==== GIVEN DATA ====

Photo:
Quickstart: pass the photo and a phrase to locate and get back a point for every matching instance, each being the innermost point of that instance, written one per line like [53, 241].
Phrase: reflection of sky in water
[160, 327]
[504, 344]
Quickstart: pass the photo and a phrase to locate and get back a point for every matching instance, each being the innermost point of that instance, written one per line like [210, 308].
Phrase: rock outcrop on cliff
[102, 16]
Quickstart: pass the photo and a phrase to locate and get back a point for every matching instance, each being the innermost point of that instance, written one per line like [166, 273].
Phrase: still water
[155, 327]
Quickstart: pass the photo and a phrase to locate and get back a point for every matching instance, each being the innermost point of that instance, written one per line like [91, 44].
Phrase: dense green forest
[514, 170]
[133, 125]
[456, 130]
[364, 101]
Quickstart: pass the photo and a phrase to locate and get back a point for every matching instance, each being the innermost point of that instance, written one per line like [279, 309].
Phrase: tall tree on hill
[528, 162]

====
==== GIVEN DATA ====

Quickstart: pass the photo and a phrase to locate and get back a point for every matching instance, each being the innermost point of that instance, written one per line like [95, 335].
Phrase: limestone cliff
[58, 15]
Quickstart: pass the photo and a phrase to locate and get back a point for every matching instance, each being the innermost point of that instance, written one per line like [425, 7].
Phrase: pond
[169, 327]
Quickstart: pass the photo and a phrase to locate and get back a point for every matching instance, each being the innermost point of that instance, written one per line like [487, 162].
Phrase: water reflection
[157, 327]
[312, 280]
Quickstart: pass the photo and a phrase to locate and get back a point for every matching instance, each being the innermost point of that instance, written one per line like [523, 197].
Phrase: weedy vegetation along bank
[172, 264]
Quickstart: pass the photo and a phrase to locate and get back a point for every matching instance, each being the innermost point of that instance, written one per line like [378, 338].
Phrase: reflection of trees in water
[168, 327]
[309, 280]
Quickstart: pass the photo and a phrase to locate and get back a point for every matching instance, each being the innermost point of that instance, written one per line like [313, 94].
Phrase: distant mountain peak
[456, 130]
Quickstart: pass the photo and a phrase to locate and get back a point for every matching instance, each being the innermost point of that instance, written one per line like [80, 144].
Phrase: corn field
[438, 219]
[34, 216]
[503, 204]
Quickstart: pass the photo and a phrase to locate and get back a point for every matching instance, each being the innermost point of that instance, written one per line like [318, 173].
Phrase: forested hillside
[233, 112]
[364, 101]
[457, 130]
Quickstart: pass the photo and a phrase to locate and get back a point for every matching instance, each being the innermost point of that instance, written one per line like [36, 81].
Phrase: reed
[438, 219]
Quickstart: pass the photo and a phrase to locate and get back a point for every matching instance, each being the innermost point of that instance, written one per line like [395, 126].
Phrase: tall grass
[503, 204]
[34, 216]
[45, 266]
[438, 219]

====

INSTRUCTION: Track down every line in the listing above that contains the word "tall" and copy each one. Case counts.

RIGHT ANSWER:
Phrase: tall tree on hill
Phrase: tall grass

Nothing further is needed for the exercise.